- **TAREFA PROPOSTA**:
Com base no trecho sobre a Teoria do Domínio do Fato, responda:
1. Segundo Akabochi, com que intuito os Tribunais vêm aplicando a teoria?
2. Como é denominada a Ação Penal nº 470?
3. Que crime o acusado do HC nº 250.914/ES acabou configurando?

- **TRECHO DA PÁGINA**:
- - - - -

Akabochi assevera ainda, que em virtude da grande expectativa que tem a sociedade em condenar os verdadeiros responsáveis pelos crimes mais perigosos, os Tribunais vêm aplicando a referida teoria com o intuito de dar uma resposta para os criminosos.

NO SUPREMO TRIBUNAL FEDERAL 

O órgão máximo de nossa estrutura judiciária também aplicou a referida teoria em um dos casos mais emblemáticos julgados nos últimos tempos, a Ação Penal nº 470, denominado como “Mensalão”.

No site do Consultor Jurídico, consta uma explicação sobre o tema AP470 e Teoria do Domínio do Fato:

Além da Ação Penal 470, o STF já teve oportunidade de se manifestar a respeito da aplicação da Teoria do Domínio do Fato outras vezes, no HC nº 250.914/ES:

“2) Acusado que, valendo-se da função de Secretário de Serviços Urbanos do Município, determinou a realização de ‘gatos’, mesmo afirmando que agiu no intuito de ajudar pessoas carentes, acabou incidindo na conduta prevista no art.155, § 3º,configurando furto de energia elétrica".

- - - - -

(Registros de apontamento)

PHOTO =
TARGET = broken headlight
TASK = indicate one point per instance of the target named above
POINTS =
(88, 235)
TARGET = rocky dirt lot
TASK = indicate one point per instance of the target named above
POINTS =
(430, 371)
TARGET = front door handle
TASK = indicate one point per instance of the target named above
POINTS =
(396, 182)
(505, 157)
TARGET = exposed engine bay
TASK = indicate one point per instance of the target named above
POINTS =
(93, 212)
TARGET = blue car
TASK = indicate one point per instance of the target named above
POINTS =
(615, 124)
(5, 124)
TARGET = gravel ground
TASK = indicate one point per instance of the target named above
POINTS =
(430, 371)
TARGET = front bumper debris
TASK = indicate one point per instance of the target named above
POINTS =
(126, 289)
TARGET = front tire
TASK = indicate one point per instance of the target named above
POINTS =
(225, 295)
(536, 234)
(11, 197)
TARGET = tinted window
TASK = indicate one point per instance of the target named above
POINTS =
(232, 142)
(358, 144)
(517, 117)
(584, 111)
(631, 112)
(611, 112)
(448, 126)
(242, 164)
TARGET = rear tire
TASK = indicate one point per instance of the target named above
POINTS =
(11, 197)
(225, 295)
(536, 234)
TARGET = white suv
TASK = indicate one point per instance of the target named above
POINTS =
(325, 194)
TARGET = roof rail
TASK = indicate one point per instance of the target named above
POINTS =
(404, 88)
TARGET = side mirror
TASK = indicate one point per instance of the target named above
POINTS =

- - - - -

- **RESPOSTA DA TAREFA**:
1. Com o intuito de dar uma resposta para os criminosos.
2. “Mensalão”.
3. Furto de energia elétrica, conduta prevista no art. 155, § 3º.